Object location annotation data:
* BEGIN *

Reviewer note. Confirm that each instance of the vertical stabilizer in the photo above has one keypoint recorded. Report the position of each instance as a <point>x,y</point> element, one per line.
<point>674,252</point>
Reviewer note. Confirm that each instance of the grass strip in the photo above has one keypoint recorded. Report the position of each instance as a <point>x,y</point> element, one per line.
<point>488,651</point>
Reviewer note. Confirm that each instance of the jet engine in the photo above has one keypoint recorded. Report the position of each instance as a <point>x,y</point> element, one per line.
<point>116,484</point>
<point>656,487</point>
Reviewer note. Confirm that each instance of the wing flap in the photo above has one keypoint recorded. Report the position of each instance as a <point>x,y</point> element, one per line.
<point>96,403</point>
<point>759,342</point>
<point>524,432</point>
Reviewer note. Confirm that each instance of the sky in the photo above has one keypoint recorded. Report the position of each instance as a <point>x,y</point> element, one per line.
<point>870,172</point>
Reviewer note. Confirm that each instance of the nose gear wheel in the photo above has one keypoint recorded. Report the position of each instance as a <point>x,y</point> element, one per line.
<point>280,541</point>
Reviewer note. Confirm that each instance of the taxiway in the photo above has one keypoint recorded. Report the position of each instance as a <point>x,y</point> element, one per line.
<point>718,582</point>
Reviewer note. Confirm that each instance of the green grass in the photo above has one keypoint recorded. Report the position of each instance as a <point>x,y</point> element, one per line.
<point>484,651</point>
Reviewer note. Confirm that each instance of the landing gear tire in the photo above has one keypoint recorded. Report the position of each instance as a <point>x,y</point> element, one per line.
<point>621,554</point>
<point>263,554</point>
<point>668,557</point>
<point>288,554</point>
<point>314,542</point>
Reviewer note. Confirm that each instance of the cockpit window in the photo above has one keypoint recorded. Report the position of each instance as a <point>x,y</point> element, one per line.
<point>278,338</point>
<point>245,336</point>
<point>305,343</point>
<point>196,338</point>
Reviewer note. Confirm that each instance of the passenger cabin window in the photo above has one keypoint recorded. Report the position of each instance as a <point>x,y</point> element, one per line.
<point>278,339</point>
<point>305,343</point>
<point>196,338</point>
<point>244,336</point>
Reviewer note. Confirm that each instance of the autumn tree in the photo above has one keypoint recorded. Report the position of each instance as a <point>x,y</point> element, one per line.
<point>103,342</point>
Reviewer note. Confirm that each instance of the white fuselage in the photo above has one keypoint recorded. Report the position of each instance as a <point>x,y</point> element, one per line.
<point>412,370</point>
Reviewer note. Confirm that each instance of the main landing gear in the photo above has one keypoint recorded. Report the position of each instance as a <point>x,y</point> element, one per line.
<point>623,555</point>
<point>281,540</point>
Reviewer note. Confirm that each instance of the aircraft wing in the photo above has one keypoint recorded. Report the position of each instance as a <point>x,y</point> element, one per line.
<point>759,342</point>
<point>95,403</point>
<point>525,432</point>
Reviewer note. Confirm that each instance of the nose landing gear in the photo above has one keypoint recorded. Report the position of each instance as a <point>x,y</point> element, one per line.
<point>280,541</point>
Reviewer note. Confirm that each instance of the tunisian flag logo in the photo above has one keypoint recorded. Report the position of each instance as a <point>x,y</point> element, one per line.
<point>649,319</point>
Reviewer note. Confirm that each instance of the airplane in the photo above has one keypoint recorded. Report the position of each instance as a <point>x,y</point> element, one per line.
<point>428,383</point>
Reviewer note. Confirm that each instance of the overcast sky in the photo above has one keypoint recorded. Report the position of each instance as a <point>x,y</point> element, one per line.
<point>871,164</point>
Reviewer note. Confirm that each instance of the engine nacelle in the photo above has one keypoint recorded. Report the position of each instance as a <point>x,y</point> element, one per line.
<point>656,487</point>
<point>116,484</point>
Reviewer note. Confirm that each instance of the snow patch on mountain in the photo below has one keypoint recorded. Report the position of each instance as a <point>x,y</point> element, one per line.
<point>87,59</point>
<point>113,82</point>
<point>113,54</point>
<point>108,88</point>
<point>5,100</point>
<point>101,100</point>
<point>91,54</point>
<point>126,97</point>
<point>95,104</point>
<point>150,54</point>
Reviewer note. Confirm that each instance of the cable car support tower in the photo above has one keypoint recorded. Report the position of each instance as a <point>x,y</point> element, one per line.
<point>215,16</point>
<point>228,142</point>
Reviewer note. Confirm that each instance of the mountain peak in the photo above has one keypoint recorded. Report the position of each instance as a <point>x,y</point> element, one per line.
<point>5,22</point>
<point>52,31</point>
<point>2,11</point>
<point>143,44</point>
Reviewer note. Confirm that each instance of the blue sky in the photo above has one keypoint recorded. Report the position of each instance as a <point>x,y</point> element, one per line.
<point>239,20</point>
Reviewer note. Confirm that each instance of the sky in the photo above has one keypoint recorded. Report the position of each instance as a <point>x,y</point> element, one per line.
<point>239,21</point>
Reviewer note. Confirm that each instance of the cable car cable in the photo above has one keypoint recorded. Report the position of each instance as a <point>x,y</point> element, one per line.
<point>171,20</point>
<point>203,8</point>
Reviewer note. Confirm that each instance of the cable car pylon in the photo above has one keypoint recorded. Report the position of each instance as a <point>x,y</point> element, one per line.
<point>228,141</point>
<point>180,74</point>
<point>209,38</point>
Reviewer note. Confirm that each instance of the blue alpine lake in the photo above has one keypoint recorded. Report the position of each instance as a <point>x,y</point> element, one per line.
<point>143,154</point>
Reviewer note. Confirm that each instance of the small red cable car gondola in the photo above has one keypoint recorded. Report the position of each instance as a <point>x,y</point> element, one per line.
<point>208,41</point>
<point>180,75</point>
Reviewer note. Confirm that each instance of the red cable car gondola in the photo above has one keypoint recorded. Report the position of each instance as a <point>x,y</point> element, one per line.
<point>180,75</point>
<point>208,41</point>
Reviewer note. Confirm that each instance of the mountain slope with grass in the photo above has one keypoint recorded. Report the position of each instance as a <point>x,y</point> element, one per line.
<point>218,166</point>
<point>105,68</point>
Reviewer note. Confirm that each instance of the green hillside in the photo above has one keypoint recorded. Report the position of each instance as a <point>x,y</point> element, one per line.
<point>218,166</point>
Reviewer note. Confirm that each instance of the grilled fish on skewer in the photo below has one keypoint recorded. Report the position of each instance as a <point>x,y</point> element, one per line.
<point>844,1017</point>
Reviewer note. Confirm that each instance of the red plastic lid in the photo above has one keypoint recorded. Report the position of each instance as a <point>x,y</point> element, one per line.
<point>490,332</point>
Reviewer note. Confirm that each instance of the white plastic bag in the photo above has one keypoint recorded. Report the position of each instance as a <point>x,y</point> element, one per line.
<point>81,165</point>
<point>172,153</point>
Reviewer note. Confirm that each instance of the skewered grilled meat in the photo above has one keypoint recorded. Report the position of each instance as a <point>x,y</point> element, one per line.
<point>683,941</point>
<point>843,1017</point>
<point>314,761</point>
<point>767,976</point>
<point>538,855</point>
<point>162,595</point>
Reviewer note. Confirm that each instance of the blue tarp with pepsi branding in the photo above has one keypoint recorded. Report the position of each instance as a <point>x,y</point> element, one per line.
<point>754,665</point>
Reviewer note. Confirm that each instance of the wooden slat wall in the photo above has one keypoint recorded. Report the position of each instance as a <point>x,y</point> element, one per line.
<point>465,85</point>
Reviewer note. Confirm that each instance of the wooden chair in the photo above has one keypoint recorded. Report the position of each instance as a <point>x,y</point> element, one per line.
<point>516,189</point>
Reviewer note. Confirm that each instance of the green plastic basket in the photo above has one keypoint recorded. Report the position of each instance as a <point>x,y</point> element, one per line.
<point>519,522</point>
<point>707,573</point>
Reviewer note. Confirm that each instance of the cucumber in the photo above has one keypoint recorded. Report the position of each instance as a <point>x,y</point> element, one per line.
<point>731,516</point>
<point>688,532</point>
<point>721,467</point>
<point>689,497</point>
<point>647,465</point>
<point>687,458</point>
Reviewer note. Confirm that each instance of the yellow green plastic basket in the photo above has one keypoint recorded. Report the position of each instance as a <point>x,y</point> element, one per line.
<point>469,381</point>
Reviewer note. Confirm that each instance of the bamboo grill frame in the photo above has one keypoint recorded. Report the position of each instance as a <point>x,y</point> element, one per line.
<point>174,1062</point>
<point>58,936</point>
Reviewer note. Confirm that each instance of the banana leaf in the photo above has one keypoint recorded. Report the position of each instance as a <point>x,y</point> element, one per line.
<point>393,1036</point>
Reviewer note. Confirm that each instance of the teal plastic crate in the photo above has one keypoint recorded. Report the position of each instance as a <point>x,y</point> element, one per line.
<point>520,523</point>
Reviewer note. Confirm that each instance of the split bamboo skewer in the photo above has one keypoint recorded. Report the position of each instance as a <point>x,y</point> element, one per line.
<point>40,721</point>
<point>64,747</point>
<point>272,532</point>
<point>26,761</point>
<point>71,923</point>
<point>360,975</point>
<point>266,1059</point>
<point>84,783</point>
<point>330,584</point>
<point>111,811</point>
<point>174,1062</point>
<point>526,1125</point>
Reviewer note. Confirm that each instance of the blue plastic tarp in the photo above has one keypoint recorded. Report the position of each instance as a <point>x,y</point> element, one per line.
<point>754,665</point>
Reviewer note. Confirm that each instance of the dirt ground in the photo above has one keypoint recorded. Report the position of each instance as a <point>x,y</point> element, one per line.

* END *

Instructions to follow: Update the records above from the line that contains "Reviewer note. Confirm that each instance of the passenger" through the line that contains "<point>103,342</point>", changing "keypoint" to "landmark" and leaving everything else as it is. Give back only those lines.

Exercise result:
Reviewer note. Confirm that each instance of the passenger cabin window in the photo above has one landmark recorded. Report the position of each instance as a <point>x,y</point> element, one per line.
<point>278,339</point>
<point>305,343</point>
<point>196,338</point>
<point>244,336</point>
Reviewer note. Confirm that each instance of the autumn tree in the photo above has one landmark recorded. Report the position of each instance as a <point>x,y</point> element, one per line.
<point>103,342</point>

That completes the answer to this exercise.